----- Textauszug -----

Update Gewerblicher Rechtschutz & Kartellrecht 12/2018

Dezember 2018

Die Richtlinie (EU) 2016 / 943 des Europäischen Parlaments und des Rates vom 8. Juni 2016 über den Schutz vertraulichen Know-hows und vertraulicher Geschäftsinformationen (Geschäftsgeheimnisse) vor rechtswidrigem Erwerb sowie rechtswidriger Nutzung und Offenlegung verpflichtet die Mitgliedstaaten bis spätestens 9. Juni 2018 zum zivilrechtlichen Schutz von Geschäftsgeheimnissen. Im deutschen Recht wird der Schutz von Geschäftsgeheimnissen bislang zwar über die Strafvorschriften der §§ 17 bis 19 des Gesetzes gegen unlauteren Wettbewerb (UWG) sowie über die zivilrechtlichen Bestimmungen der §§ 823 und 826 des Bürgerlichen Gesetzbuchs (BGB) gewährleistet. Nach Auffassung des Gesetzgebers ist dies aber für eine Umsetzung der Richtlinie nicht ausreichend. Durch ein spezielles Gesetz soll daher ein in sich stimmiger Schutz vor rechtswidriger Erlangung, Nutzung und Offenlegung von Geschäftsgeheimnissen erreicht werden. Ein entsprechender Regierungsentwurf liegt seit dem 18. Juli 2018 vor. Dem Entwurf zufolge kodifiziert das Gesetz zum Schutz von Geschäftsgeheimnissen (GeschGehG) bisheriges Richterrecht und bringt auch einige Neuerungen mit sich. Wir geben einen Überblick:

Paradigmenwechsel

Bisher genügte für den Schutz einer Information als Geschäftsgeheimnis der bloße Wille des Informationsinhabers zur Geheimhaltung. Zukünftig gilt eine Information hingegen nur dann als Geschäftsgeheimnis, wenn sie Gegenstand angemessener Geheimhaltungsmaßnahmen des Informationsinhabers ist. Dieser Paradigmenwechsel kann also den Schutz desjenigen Informationsinhabers schwächen, der sich nicht ausreichend um den Schutz seines Know-hows kümmert.

----- Eingabedatensätze -----

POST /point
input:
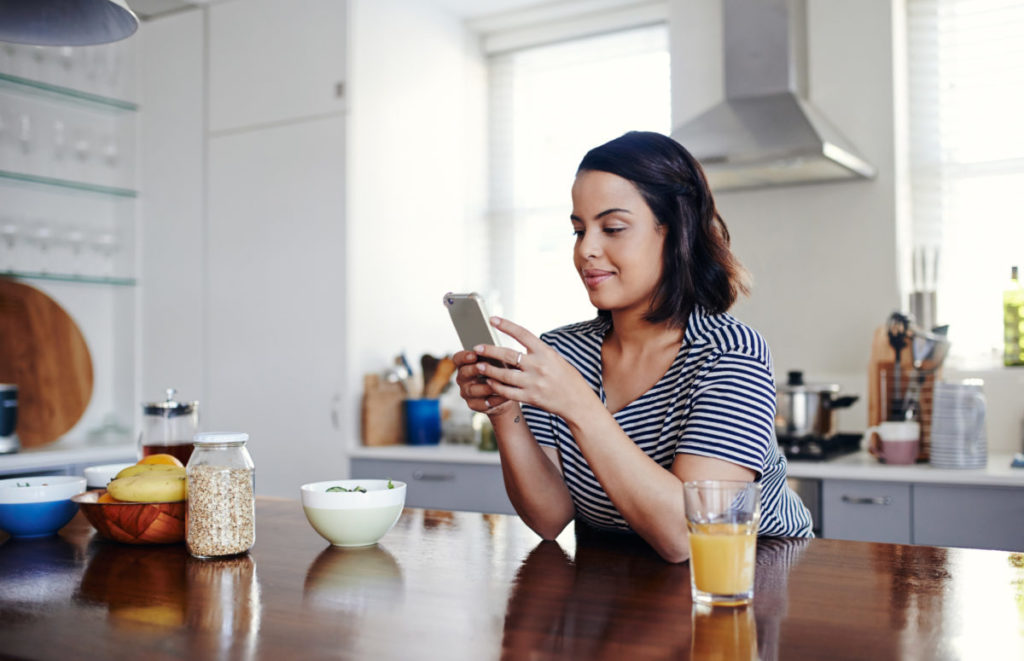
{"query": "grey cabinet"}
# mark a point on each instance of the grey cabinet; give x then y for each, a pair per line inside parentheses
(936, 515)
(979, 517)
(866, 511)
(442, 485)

-----
----- Eingabedatensätze -----

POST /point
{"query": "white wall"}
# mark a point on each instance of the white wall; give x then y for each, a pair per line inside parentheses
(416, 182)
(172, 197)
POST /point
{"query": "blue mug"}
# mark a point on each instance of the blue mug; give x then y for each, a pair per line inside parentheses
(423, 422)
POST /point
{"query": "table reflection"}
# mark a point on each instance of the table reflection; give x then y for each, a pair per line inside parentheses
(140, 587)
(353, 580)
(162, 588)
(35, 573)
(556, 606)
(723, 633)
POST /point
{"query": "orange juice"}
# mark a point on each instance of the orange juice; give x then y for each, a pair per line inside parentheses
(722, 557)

-----

*Arbeitsaufträge*:
- a) Bestimmen Sie alle Zeilen der Datensätze, welche die Zeichenfolge „parentheses“ enthalten, und schreiben Sie diese ab.
- b) Führen Sie den Textauszug über den Schutz von Geschäftsgeheimnissen im Anschluss an seinen letzten Satz weiter.

*Lösungen*:
- a)
# mark a point on each instance of the grey cabinet; give x then y for each, a pair per line inside parentheses
# mark a point on each instance of the white wall; give x then y for each, a pair per line inside parentheses
# mark a point on each instance of the blue mug; give x then y for each, a pair per line inside parentheses
# mark a point on each instance of the table reflection; give x then y for each, a pair per line inside parentheses
# mark a point on each instance of the orange juice; give x then y for each, a pair per line inside parentheses

- b)
Reverse Engineering

Das sogenannte „Reverse Engineering“, also die Entschlüsselung von Geschäftsgeheimnissen durch Beobachten, Untersuchen, Rückbauen oder Testen von Produkten, wird künftig grundsätzlich erlaubt sein. Bislang war es das nur, wenn ein Fachmann ohne größeren Arbeits-, Zeit- und Kostenaufwand zur Entschlüsselung in der Lage gewesen wäre. Auch dies kann den Schutz von Geschäftsgeheimnissen des Inhabers schwächen. Grenzen des zulässigen Reverse Engineering können sich aber weiterhin aus Immaterialgüterrechten, etwa Patenten und Urheberrechten, oder aus dem Wettbewerbsrecht ergeben. Zudem können vertragliche Verbote vor Reverse Engineering schützen.

Whistleblowing

Darüber hinaus sieht das Gesetz Privilegierungen für sogenannte „Whistleblower“ vor. Geheimnisse dürfen durch Dritte – z. B. durch Mitarbeiter – aufgedeckt werden, wenn dies zum Schutz eines berechtigten Interesses erforderlich ist. Erlaubt ist damit insbesondere die Aufdeckung rechtswidriger Handlungen oder eines beruflichen oder sonstigen Fehlverhaltens, sofern dies in der Absicht geschieht, das allgemeine öffentliche Interesse zu schützen. Entgegenstehende vertragliche Vereinbarungen dürften unwirksam sein.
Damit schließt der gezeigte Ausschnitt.